Требования к заданиям.
**A)** Через сколько лет после смены караула в Висбадене, согласно тексту о разделе Франции, настал черёд претерпеть иностранное владычество на своей земле?
**B)** Пожалуйста, продолжите текст о разделе Франции после его последнего предложения.

++++ Исходный текст ++++

Франция разделена на две части. Вспоминаю смену караула в Висбадене, на которой я присутствовал совсем ребенком. И вот восемнадцать лет спустя настал наш черед претерпеть иностранное владычество на своей земле. Наступил день национального траура. Приспущены знамена. Идет дождь. Митинг у памятника павшим. Минута молчания. Лица серьезны. Многие мужчины плачут. На церемонию привели школьников, они смотрят на старших, не понимая, что происходит. Ходят слухи о близкой демобилизации. А потом? Что делать потом? Остаться в свободной зоне? А на что я буду жить? Единственный выход – вернуться в Париж и возобновить службу в префектуре. С печалью и отвращением принимаю я это решение: ведь в Париже немцы. Но ничего не поделаешь. Мои родители, покинувшие Париж вместе с волной беженцев, приехали в Тюль в сопровождении моего брата. Он как специалист освобожден от мобилизации и ему удалось скрыться, когда эвакуировали его завод. Вторично за свою жизнь мои родители попадают в «великий исход» – массовое бегство. Тогда – через всю Россию, теперь – через всю Францию. Вечные странники, теперь, как и тогда, гонимые из города в город. Сейчас они готовятся вновь пуститься в путь, чтобы вернуться домой. Через несколько недель, демобилизовавшись, возвращаюсь и я.

++++ Список строк ++++

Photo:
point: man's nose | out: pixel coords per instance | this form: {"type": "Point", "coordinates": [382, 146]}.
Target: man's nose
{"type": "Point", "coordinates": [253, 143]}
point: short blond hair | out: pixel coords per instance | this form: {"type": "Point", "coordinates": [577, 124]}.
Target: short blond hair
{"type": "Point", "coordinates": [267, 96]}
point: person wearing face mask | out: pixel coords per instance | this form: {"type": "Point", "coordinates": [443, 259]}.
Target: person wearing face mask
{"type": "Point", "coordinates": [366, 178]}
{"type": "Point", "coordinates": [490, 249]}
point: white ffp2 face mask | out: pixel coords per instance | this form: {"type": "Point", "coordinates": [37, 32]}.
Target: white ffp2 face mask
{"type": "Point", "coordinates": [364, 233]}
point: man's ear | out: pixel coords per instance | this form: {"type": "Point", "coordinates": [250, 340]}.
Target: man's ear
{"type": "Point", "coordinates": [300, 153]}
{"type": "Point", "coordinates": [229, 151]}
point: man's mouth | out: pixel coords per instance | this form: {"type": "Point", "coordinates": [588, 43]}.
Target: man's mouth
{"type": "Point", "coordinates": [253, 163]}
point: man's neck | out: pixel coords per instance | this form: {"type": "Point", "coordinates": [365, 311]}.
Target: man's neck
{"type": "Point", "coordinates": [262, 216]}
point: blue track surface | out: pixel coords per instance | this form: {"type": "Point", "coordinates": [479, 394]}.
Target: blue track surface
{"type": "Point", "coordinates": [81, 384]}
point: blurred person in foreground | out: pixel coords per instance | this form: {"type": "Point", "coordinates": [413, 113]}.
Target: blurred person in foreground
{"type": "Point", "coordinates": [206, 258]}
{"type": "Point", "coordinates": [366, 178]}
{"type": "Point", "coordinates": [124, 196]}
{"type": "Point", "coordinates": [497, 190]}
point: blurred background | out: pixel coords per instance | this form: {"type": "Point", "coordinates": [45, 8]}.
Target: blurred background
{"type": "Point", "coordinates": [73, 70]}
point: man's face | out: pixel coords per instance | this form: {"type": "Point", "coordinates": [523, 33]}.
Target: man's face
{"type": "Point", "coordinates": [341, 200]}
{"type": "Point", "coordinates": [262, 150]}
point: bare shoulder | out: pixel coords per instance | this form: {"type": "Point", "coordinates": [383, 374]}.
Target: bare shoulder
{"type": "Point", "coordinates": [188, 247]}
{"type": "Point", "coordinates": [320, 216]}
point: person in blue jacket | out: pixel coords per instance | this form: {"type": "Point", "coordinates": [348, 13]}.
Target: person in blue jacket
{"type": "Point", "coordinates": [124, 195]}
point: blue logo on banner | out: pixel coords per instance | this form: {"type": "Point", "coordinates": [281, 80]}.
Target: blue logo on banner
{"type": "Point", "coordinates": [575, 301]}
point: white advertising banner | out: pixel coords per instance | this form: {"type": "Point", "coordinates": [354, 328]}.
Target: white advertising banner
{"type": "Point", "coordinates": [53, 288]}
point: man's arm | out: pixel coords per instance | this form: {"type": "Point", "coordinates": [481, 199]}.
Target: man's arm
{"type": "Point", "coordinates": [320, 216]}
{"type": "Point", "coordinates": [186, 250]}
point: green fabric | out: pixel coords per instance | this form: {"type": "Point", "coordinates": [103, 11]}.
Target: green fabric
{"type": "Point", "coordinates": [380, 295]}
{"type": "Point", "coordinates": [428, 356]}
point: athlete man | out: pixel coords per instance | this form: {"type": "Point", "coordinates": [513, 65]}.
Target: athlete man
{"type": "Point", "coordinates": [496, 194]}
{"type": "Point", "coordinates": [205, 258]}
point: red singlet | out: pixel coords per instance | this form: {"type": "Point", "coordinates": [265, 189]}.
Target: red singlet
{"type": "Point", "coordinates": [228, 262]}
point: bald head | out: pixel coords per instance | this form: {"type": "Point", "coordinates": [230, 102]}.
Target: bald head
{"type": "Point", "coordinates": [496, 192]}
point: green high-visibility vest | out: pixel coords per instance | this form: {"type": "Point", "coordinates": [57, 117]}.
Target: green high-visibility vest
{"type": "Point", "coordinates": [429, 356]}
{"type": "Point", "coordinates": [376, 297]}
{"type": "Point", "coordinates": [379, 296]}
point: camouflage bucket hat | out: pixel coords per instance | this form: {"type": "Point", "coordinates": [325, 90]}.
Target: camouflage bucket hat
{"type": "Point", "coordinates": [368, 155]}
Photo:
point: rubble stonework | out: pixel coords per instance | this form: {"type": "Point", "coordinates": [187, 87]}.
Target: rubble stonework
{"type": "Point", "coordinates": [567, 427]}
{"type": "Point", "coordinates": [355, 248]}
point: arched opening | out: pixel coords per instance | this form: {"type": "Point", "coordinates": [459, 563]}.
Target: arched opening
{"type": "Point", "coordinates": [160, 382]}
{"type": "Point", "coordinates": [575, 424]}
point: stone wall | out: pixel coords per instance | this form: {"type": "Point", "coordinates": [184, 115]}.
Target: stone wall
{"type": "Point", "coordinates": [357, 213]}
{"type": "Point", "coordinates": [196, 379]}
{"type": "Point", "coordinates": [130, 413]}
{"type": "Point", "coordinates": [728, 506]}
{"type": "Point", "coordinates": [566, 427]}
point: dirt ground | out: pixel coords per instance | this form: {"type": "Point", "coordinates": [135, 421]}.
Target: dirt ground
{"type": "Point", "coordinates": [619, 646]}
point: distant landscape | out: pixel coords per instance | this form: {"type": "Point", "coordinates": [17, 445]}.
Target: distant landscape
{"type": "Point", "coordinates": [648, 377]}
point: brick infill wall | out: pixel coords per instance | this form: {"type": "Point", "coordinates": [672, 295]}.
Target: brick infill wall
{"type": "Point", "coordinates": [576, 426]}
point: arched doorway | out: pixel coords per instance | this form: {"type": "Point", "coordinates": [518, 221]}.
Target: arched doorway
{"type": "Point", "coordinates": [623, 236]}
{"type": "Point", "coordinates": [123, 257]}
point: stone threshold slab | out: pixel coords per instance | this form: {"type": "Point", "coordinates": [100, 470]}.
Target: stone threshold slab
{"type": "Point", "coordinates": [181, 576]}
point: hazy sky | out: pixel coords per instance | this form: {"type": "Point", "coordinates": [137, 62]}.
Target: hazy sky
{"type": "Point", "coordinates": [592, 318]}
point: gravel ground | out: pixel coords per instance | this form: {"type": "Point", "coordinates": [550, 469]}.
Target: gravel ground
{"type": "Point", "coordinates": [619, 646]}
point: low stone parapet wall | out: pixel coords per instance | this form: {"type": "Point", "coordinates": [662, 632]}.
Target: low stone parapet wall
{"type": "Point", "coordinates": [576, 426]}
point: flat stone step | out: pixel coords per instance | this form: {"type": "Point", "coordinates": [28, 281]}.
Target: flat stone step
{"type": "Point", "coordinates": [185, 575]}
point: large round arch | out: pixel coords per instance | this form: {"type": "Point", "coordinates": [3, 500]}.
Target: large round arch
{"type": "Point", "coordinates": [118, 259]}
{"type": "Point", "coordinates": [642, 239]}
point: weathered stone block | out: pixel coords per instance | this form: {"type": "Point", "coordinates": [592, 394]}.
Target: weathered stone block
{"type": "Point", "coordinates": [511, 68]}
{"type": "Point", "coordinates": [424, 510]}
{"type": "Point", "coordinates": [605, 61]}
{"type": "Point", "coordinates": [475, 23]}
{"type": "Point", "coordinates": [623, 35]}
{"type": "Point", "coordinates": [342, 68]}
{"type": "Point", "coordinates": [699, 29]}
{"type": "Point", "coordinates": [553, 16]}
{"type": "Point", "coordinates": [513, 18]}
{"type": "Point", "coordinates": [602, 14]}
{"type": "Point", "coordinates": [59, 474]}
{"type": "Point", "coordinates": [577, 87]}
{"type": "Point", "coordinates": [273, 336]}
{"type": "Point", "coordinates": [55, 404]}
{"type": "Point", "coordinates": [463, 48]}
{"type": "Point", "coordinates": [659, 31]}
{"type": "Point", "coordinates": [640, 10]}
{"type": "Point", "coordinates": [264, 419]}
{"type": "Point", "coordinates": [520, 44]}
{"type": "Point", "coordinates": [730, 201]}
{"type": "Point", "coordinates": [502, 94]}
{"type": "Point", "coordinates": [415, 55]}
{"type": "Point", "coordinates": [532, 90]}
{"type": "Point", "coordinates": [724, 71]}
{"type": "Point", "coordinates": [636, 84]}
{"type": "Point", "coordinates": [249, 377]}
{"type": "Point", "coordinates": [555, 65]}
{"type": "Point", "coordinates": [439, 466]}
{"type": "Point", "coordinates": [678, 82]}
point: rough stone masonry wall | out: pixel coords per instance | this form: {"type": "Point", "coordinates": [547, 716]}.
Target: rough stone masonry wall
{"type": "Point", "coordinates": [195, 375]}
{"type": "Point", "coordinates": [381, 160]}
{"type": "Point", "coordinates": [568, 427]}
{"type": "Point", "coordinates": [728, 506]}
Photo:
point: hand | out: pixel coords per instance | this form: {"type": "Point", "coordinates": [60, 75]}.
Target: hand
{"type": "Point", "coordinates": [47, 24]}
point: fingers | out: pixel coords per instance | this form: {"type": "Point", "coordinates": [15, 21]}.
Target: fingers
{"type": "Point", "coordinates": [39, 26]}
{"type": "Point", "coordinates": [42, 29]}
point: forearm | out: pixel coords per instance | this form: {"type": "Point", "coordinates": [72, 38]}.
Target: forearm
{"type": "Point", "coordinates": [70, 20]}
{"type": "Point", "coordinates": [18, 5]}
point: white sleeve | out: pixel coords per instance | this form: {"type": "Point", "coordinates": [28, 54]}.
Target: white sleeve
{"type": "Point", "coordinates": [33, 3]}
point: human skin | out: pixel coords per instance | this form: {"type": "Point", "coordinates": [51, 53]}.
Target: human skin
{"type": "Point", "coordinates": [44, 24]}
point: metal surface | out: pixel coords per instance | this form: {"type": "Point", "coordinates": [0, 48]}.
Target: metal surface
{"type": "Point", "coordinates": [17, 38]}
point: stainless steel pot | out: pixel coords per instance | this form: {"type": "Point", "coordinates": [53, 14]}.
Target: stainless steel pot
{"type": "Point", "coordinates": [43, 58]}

++++

Ответы по заданиям.
**A)** Через восемнадцать лет.

**B)**
И вот оккупированный серый Париж, Париж продовольственных карточек, голода и холода, Париж серо-зеленых мундиров, белых с черными буквами объявлений, нацистских флагов на общественных зданиях, Париж велосипедов, затемнения, переполненного метро, Париж коллаборационистских газет и английского радио – его слушают тайком. Час новостей Би-би-си для меня важнее, чем час обедни для христианина. Приникнув к радиоприемнику, я желал бы иметь в десять раз более тонкий слух, чтобы улавливать сквозь помехи каждый звук этого голоса, несущего надежду. Как и у большинства французов, в моей жизни отныне две цели: пропитание и сводки. Есть и надеяться. Властвует бифштекс, из-под полы купленный у сапожника, – у него в провинции родственники, и сводки о победах – их доверительным шепотом передает консьержка.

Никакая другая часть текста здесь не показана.